From the material below, pick out every line that contains the word "figure", matching case exactly.

[START OF RECORDS SUPPLIED]

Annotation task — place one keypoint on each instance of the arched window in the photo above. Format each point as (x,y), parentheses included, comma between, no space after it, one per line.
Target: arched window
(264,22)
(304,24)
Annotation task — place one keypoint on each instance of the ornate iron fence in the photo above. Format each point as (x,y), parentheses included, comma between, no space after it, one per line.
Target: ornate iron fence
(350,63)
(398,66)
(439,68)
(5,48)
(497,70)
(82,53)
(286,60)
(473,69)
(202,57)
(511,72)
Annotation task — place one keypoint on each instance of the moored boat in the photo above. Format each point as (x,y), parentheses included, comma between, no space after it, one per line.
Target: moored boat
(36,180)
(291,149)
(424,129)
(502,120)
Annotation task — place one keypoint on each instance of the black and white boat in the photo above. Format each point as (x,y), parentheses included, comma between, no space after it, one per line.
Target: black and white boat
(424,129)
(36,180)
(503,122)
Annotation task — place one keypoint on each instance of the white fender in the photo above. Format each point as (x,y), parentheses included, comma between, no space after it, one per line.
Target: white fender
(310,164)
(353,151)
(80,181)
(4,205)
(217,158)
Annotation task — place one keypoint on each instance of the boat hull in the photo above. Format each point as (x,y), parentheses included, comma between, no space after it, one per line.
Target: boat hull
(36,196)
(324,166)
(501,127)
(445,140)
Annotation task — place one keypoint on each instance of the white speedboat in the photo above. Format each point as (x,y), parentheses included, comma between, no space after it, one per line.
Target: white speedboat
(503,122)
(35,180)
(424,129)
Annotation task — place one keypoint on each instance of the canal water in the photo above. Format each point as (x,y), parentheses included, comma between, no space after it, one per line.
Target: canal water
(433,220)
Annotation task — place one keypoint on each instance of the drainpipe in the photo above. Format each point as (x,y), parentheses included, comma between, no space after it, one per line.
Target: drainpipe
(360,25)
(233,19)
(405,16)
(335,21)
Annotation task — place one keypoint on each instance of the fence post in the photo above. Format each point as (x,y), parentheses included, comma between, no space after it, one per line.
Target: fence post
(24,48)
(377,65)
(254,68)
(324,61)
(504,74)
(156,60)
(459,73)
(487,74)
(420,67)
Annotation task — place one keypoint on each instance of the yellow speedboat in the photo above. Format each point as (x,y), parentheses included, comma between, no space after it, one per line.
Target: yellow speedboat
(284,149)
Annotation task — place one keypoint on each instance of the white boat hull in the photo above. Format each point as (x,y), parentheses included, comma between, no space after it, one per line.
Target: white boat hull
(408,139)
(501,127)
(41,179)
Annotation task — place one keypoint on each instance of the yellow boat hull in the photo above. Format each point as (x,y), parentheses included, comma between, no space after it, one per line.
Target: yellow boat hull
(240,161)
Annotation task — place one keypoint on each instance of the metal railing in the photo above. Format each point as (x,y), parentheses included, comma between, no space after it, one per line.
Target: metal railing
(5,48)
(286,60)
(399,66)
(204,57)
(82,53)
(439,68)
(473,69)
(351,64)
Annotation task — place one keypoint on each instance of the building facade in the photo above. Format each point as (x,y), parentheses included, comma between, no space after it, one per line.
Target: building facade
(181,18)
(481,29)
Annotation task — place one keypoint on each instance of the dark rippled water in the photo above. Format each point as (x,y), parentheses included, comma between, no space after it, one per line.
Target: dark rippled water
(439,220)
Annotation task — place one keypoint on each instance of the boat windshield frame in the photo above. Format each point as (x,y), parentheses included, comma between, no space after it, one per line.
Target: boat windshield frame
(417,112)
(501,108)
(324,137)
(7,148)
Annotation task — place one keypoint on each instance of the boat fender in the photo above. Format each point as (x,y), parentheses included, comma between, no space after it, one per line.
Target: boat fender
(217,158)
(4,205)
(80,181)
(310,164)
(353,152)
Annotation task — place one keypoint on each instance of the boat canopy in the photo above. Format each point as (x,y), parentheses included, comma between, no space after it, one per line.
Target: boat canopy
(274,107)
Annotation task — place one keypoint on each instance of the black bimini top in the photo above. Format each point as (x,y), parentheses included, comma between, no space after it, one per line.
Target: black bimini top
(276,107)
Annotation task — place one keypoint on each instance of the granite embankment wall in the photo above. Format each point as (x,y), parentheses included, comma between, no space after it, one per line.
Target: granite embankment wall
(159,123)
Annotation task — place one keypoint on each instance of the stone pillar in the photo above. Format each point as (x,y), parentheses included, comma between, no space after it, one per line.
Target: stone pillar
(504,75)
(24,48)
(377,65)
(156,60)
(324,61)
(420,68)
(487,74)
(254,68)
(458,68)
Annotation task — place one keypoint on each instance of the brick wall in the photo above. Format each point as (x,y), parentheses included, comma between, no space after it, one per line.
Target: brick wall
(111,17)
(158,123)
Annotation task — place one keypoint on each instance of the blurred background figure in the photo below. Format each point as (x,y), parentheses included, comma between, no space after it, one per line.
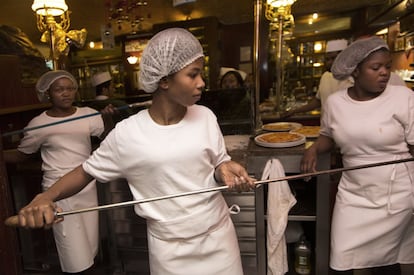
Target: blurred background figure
(231,78)
(63,147)
(104,88)
(327,84)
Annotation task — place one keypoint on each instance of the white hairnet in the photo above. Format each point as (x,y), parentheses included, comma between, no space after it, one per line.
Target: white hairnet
(346,62)
(167,52)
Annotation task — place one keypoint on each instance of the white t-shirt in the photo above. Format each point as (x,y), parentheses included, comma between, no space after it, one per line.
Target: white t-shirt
(63,146)
(372,205)
(157,160)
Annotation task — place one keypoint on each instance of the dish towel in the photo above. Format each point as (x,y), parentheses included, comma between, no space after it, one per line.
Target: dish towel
(279,201)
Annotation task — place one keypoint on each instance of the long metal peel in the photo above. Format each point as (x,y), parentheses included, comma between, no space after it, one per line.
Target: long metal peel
(27,129)
(13,220)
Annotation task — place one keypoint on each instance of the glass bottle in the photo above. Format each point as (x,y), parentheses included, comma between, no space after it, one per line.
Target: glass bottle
(302,256)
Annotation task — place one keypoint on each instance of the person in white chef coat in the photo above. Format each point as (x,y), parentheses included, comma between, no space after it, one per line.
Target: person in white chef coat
(372,121)
(175,146)
(64,146)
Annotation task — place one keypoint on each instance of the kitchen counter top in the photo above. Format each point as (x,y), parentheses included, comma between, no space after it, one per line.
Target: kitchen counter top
(310,118)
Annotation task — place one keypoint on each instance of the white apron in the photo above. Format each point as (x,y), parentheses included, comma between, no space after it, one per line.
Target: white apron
(201,243)
(373,222)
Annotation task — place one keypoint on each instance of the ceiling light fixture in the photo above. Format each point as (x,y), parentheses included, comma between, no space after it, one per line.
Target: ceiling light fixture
(278,12)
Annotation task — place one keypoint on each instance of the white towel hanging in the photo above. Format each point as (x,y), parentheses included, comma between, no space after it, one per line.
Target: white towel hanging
(279,201)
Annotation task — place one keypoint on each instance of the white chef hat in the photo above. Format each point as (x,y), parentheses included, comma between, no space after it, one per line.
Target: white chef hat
(347,61)
(166,53)
(336,45)
(224,70)
(100,78)
(47,79)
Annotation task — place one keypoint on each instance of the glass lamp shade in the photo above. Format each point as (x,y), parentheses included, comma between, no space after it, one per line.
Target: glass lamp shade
(280,3)
(132,59)
(49,7)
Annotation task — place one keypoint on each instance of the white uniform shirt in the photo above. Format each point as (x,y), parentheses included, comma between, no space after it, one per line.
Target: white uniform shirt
(374,206)
(159,160)
(63,146)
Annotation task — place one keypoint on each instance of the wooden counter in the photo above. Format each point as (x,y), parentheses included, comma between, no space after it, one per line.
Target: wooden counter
(311,118)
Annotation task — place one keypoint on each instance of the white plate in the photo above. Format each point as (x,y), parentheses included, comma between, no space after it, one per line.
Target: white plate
(281,126)
(314,133)
(259,141)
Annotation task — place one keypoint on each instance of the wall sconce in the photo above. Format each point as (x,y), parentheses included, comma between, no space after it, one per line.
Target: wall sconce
(47,11)
(132,59)
(52,17)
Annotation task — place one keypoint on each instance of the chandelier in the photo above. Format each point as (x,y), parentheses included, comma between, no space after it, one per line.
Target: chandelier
(125,12)
(278,12)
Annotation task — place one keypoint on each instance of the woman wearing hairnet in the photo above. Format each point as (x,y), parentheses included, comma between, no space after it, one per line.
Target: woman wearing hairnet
(373,121)
(63,147)
(175,146)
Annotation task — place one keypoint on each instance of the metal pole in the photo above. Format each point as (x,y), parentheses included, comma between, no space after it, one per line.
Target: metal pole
(138,104)
(13,221)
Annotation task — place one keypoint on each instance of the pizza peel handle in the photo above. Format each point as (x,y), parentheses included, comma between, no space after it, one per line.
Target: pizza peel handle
(12,221)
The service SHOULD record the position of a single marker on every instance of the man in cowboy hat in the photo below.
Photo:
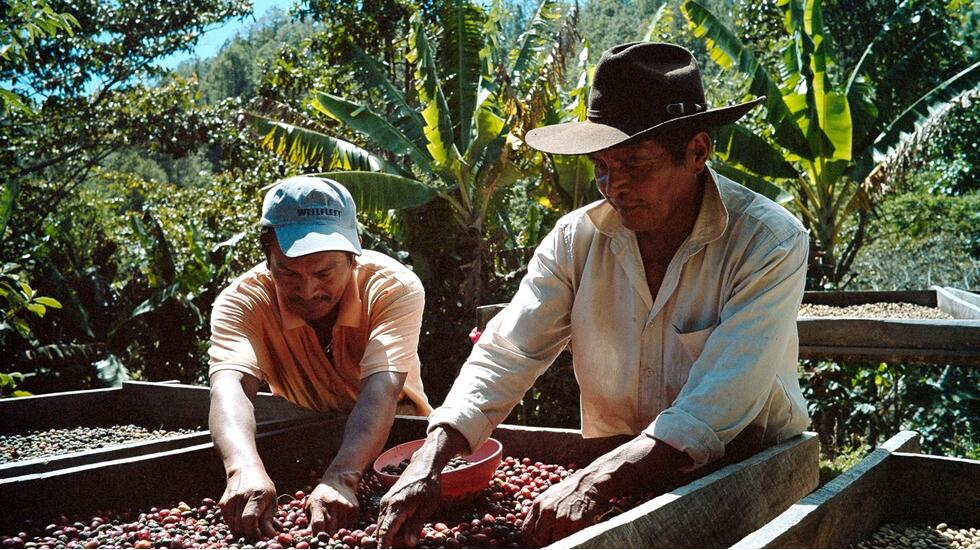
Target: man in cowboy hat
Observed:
(329, 326)
(679, 293)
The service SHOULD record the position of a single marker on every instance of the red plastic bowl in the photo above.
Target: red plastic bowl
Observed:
(456, 484)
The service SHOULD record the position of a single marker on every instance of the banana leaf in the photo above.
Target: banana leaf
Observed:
(435, 111)
(753, 182)
(738, 145)
(403, 116)
(729, 52)
(302, 146)
(459, 53)
(535, 40)
(377, 191)
(931, 104)
(373, 126)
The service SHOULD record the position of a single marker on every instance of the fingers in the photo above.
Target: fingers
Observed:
(250, 519)
(231, 514)
(268, 525)
(411, 529)
(330, 518)
(317, 522)
(390, 520)
(538, 525)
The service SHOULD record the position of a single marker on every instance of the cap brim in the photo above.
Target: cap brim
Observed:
(582, 138)
(299, 240)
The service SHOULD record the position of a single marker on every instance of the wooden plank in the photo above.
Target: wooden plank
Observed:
(716, 510)
(957, 303)
(965, 295)
(966, 358)
(889, 333)
(851, 298)
(934, 489)
(826, 518)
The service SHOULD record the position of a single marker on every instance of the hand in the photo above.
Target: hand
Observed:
(565, 508)
(333, 504)
(409, 502)
(248, 505)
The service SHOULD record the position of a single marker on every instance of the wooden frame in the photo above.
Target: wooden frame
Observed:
(716, 510)
(194, 472)
(954, 342)
(153, 405)
(892, 484)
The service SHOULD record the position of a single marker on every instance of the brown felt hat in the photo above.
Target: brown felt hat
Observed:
(640, 89)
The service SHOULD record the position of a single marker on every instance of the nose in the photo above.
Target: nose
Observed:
(613, 184)
(307, 288)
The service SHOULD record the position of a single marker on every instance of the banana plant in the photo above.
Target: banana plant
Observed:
(455, 136)
(820, 140)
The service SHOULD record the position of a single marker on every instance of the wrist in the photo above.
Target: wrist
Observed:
(341, 475)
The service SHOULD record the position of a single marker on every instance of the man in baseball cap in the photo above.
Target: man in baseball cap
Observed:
(329, 326)
(679, 294)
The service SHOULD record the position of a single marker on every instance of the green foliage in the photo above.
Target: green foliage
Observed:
(922, 240)
(462, 148)
(859, 404)
(90, 93)
(826, 124)
(24, 23)
(19, 298)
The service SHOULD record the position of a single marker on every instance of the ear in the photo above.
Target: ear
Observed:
(698, 150)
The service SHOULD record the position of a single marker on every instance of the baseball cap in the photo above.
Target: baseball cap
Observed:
(311, 214)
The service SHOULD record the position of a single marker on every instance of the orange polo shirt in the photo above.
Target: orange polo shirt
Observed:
(377, 330)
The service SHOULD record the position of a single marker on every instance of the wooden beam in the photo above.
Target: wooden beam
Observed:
(716, 510)
(847, 509)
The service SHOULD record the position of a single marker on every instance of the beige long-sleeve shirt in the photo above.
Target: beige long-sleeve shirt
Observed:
(377, 330)
(714, 352)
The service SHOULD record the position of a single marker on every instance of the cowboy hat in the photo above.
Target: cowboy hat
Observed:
(640, 89)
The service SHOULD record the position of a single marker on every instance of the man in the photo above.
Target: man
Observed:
(329, 326)
(679, 293)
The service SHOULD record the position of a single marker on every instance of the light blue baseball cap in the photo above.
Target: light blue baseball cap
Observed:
(311, 214)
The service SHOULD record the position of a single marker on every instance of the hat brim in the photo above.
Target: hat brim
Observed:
(299, 239)
(582, 138)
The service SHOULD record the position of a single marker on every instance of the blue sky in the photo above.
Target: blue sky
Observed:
(211, 41)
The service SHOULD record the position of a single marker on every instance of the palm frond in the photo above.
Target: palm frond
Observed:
(373, 126)
(306, 147)
(459, 54)
(376, 191)
(728, 51)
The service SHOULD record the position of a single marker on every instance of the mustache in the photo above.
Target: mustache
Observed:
(296, 300)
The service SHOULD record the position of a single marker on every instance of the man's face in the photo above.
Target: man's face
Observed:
(643, 183)
(313, 284)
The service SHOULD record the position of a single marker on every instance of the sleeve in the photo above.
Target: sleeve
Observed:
(730, 382)
(233, 342)
(396, 322)
(518, 344)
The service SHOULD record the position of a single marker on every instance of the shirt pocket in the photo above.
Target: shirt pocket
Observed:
(688, 345)
(682, 349)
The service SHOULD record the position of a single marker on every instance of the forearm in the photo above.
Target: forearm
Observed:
(232, 424)
(643, 462)
(365, 434)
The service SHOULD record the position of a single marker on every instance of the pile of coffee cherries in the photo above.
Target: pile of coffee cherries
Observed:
(58, 441)
(492, 519)
(397, 469)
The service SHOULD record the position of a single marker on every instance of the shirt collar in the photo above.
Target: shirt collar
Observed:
(709, 226)
(350, 305)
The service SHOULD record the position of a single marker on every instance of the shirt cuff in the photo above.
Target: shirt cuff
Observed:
(467, 419)
(687, 434)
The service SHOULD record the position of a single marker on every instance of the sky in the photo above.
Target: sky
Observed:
(211, 41)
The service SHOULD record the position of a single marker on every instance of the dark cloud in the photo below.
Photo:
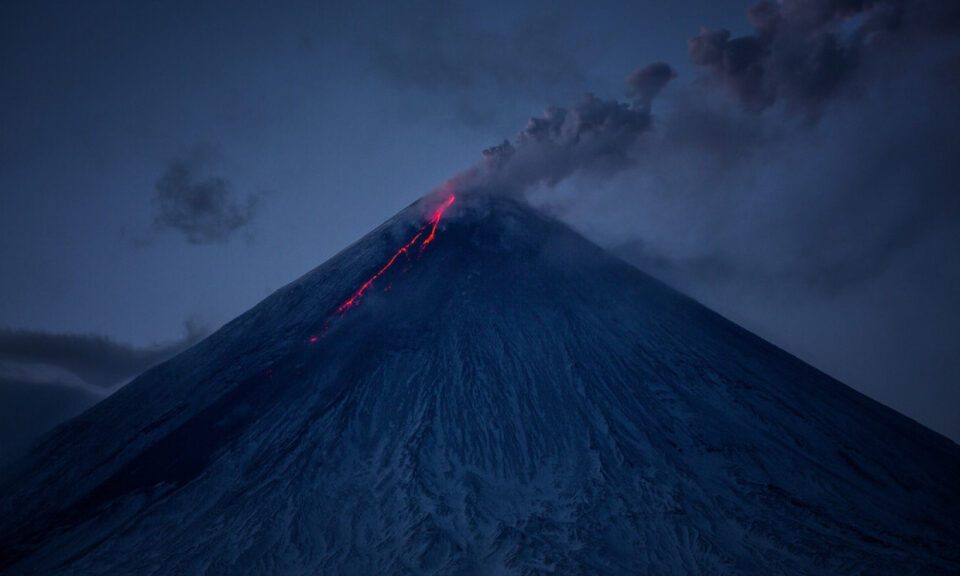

[END OF RECORDS SUPPLIED]

> **EXERCISE SOLUTION**:
Annotation task — place one keypoint on each instance of the blurred background figure in the photo below. Format each point as (x,y), parentheses included, comma between, no space after it, one per line.
Target: blurred background figure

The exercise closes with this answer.